■ **Provided entries**:
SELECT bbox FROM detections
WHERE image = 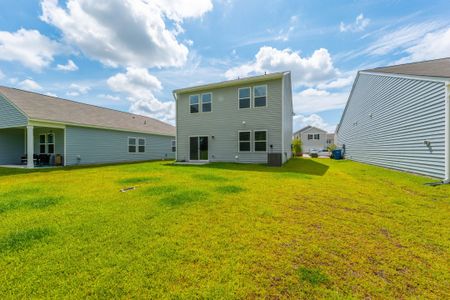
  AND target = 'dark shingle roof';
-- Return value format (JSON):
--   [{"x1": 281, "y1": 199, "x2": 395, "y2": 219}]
[
  {"x1": 0, "y1": 86, "x2": 175, "y2": 136},
  {"x1": 365, "y1": 57, "x2": 450, "y2": 78}
]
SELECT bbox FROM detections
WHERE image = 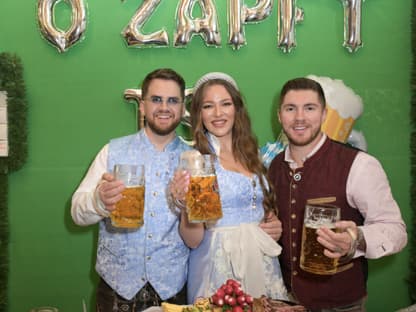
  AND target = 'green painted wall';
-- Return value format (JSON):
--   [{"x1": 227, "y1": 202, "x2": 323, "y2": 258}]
[{"x1": 0, "y1": 0, "x2": 411, "y2": 312}]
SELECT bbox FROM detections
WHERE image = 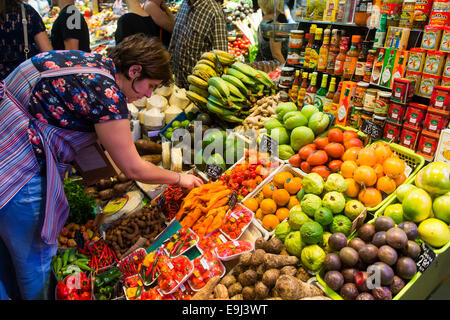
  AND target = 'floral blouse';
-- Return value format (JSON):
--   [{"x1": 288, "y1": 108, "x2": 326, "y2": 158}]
[{"x1": 28, "y1": 50, "x2": 129, "y2": 169}]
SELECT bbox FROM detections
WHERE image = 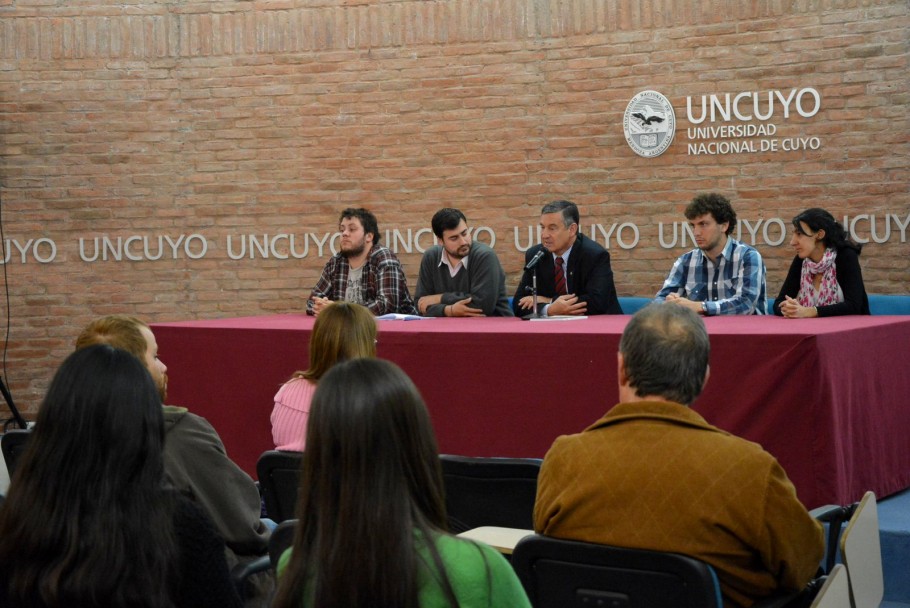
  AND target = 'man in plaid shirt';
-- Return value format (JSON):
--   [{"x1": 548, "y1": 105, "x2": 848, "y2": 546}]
[
  {"x1": 656, "y1": 193, "x2": 768, "y2": 315},
  {"x1": 307, "y1": 208, "x2": 417, "y2": 316}
]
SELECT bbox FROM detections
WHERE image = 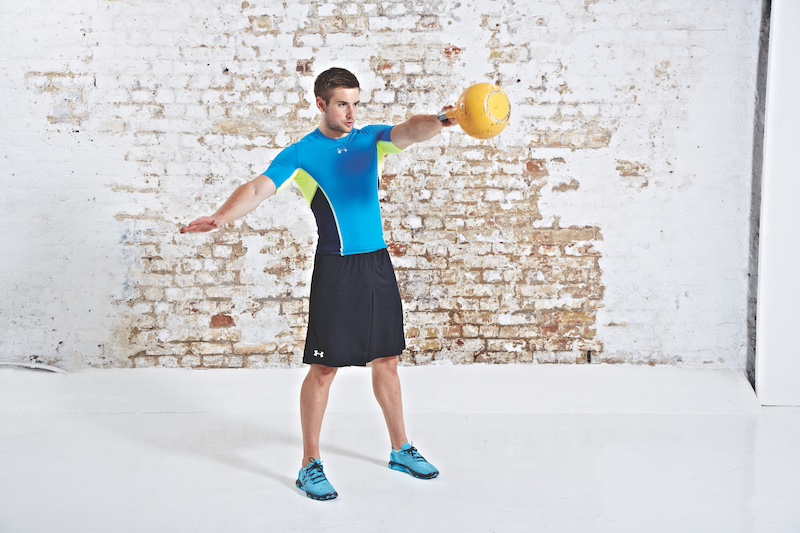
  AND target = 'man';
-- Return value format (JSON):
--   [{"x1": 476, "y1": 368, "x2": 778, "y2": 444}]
[{"x1": 181, "y1": 68, "x2": 455, "y2": 500}]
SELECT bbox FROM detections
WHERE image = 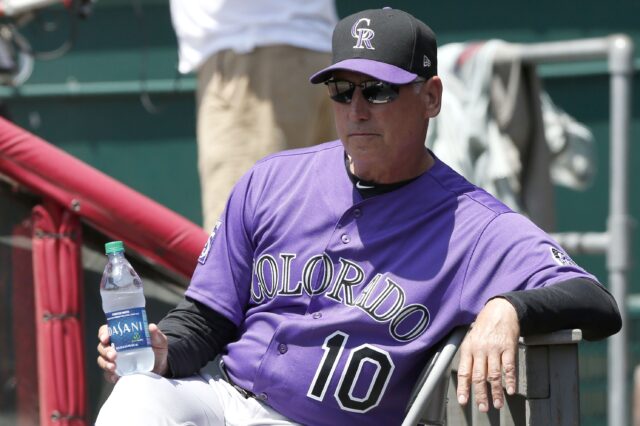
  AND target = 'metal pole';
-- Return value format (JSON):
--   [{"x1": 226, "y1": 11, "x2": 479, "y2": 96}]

■ **Your instructions**:
Scale the items above by writing out every line of each one again, with every bounding-box coordinate in the answers multiplied by 0.7 and rounded to a whole number, halves rounded up. The sample coordinates under "Return value format" stay unchanged, and the pictures are left out.

■ **Completed exercise**:
SELECT bbox FROM detections
WHERE image = 
  AND target = 'dark shingle roof';
-- Return value format (JSON):
--   [{"x1": 281, "y1": 199, "x2": 395, "y2": 219}]
[
  {"x1": 0, "y1": 60, "x2": 123, "y2": 95},
  {"x1": 256, "y1": 40, "x2": 315, "y2": 55}
]
SELECT bbox FROM detections
WHERE image = 
  AND target = 'green painted wall';
-- Return value format (JSON):
--   [{"x1": 227, "y1": 202, "x2": 323, "y2": 258}]
[{"x1": 0, "y1": 0, "x2": 288, "y2": 218}]
SELECT bbox FROM detections
WHERE image = 
  AND target = 'floral blouse';
-- Return value format (JSON):
--   [{"x1": 288, "y1": 108, "x2": 326, "y2": 158}]
[{"x1": 20, "y1": 35, "x2": 90, "y2": 118}]
SELECT bbox FROM detections
WHERE image = 
  AND target = 'man in plaid shirt';
-- Return value format (JSON):
--   [{"x1": 548, "y1": 105, "x2": 848, "y2": 546}]
[
  {"x1": 459, "y1": 135, "x2": 538, "y2": 221},
  {"x1": 215, "y1": 146, "x2": 292, "y2": 221}
]
SELECT bbox FROM detections
WHERE image = 
  AND target = 'man';
-- Return value format (JSON):
--   [{"x1": 476, "y1": 368, "x2": 778, "y2": 444}]
[{"x1": 127, "y1": 48, "x2": 319, "y2": 350}]
SELECT bbox FROM detections
WHERE image = 
  AND target = 'metal pole';
-- Return value format (JSON):
--   [{"x1": 226, "y1": 11, "x2": 479, "y2": 96}]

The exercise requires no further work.